> **What needs to be done**
Extract every line starting at the line that contains "Locate each instance of the standing" and ending with the final line of the data, inclusive; give only those lines, word for word.

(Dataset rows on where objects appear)
■ ■ ■ ■ ■

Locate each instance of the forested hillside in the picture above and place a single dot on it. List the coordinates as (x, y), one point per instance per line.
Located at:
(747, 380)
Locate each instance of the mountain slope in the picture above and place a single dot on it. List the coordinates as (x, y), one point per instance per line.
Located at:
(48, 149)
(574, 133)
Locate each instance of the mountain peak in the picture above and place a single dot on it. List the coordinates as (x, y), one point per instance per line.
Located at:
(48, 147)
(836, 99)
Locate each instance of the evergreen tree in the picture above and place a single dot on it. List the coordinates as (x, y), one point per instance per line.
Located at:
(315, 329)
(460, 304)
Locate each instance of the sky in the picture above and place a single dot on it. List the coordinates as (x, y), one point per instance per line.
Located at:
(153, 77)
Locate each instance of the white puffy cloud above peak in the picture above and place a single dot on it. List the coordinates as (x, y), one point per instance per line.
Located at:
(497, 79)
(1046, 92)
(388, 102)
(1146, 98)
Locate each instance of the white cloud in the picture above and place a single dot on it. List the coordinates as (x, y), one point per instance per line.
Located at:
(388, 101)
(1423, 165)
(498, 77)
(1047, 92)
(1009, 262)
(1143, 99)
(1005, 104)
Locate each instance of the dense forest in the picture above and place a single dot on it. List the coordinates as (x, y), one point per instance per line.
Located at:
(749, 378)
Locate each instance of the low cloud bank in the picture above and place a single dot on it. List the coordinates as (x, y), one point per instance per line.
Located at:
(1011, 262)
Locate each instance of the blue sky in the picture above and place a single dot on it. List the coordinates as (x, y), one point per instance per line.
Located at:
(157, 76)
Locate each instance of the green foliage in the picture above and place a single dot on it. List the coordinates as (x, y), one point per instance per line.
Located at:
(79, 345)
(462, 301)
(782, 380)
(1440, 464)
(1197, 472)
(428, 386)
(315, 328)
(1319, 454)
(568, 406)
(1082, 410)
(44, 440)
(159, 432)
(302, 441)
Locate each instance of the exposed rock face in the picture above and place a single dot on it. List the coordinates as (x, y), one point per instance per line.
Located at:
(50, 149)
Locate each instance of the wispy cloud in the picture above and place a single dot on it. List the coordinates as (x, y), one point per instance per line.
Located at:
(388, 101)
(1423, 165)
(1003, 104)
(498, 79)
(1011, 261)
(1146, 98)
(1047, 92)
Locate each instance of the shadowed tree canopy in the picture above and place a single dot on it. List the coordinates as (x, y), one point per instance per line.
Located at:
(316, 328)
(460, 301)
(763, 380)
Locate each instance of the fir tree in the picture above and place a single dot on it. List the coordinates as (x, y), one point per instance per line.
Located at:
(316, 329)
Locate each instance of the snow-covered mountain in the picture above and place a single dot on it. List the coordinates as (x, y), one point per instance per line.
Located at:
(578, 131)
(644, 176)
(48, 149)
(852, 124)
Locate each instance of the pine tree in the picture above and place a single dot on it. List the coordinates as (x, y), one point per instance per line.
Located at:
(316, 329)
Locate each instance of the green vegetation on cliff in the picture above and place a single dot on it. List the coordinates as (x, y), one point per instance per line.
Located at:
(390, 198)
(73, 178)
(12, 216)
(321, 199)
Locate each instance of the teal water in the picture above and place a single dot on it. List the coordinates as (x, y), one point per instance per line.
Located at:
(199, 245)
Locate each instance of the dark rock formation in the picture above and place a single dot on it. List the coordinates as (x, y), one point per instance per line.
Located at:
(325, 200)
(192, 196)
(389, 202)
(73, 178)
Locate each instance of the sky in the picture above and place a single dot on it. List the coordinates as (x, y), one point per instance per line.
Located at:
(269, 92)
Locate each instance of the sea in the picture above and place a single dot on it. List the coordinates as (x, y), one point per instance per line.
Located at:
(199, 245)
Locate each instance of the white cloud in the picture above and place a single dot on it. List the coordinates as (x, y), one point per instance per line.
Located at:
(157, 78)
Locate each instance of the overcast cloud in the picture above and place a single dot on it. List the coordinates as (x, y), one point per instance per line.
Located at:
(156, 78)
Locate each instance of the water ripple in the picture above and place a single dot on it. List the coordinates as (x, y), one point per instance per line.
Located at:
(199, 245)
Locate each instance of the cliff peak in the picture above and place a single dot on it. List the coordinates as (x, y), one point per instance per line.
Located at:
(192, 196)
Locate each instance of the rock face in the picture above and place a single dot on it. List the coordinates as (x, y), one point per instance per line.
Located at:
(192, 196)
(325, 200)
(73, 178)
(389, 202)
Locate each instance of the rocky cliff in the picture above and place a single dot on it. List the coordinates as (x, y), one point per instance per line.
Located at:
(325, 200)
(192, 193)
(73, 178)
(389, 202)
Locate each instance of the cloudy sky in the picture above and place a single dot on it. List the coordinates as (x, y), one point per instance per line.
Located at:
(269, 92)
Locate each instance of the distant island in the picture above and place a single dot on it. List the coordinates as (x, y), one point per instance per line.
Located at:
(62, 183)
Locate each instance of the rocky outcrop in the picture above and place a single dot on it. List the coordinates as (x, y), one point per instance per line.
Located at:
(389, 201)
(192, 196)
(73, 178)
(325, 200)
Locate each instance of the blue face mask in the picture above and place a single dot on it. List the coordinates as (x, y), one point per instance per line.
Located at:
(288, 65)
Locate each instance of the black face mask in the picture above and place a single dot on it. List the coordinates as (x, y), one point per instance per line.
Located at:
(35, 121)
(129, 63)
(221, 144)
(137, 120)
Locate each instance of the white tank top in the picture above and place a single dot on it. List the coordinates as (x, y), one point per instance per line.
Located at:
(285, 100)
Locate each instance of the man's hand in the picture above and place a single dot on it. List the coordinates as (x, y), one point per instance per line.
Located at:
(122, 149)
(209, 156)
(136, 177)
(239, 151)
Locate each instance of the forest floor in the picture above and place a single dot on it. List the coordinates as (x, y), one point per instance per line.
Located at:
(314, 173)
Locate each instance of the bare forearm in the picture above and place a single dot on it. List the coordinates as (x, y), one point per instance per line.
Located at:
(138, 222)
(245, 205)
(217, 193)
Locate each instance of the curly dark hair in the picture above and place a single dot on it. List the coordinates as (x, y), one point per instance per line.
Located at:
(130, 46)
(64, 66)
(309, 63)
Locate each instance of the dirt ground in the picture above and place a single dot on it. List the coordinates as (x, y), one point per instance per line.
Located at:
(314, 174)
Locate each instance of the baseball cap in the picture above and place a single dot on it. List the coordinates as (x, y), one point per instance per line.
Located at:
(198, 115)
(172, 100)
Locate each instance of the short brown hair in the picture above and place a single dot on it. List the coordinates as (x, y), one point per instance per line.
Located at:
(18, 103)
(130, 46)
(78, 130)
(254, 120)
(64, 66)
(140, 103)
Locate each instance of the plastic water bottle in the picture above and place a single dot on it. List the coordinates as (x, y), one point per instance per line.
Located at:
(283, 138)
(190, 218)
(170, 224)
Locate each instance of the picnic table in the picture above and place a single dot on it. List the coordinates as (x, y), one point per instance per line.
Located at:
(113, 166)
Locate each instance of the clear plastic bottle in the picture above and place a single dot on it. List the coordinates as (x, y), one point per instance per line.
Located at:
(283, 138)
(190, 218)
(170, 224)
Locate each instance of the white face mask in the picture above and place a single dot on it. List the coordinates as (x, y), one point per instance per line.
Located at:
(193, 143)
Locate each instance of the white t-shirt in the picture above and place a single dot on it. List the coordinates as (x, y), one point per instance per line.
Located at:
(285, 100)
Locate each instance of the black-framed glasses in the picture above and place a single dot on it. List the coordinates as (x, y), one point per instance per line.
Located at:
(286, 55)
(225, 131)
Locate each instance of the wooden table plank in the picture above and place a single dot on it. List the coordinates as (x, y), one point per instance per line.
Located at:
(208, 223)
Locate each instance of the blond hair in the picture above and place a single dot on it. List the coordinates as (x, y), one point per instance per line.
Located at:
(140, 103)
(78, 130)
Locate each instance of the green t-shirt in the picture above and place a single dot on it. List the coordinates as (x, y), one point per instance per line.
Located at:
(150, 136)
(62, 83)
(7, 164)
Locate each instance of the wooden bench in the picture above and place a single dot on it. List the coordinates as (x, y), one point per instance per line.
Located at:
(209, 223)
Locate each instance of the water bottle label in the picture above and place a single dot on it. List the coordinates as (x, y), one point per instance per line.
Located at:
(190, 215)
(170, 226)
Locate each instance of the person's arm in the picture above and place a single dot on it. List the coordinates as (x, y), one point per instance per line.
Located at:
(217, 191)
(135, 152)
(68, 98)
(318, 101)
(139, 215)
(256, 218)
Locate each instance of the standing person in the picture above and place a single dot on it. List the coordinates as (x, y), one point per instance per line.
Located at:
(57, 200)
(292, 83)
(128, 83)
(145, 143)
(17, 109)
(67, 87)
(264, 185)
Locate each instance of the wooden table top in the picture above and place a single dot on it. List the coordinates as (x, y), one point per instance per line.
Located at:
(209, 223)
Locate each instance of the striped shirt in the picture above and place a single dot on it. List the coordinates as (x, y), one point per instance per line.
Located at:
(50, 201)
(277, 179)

■ ■ ■ ■ ■

> **The result**
Locate each instance of the standing person in the picture above and place a single dot on it. List the coordinates as (x, y), one point per instance per line.
Located at:
(57, 200)
(292, 83)
(128, 83)
(145, 143)
(17, 109)
(67, 87)
(264, 185)
Locate each instance of the wooden table top in the picture above and place a single dot on it. List the coordinates as (x, y), one point per instance per line.
Located at:
(209, 223)
Locate each instance of the striped shirt in the picture above and place a single dot on it. List the coordinates as (x, y), one point per instance per line.
Located at:
(50, 201)
(277, 179)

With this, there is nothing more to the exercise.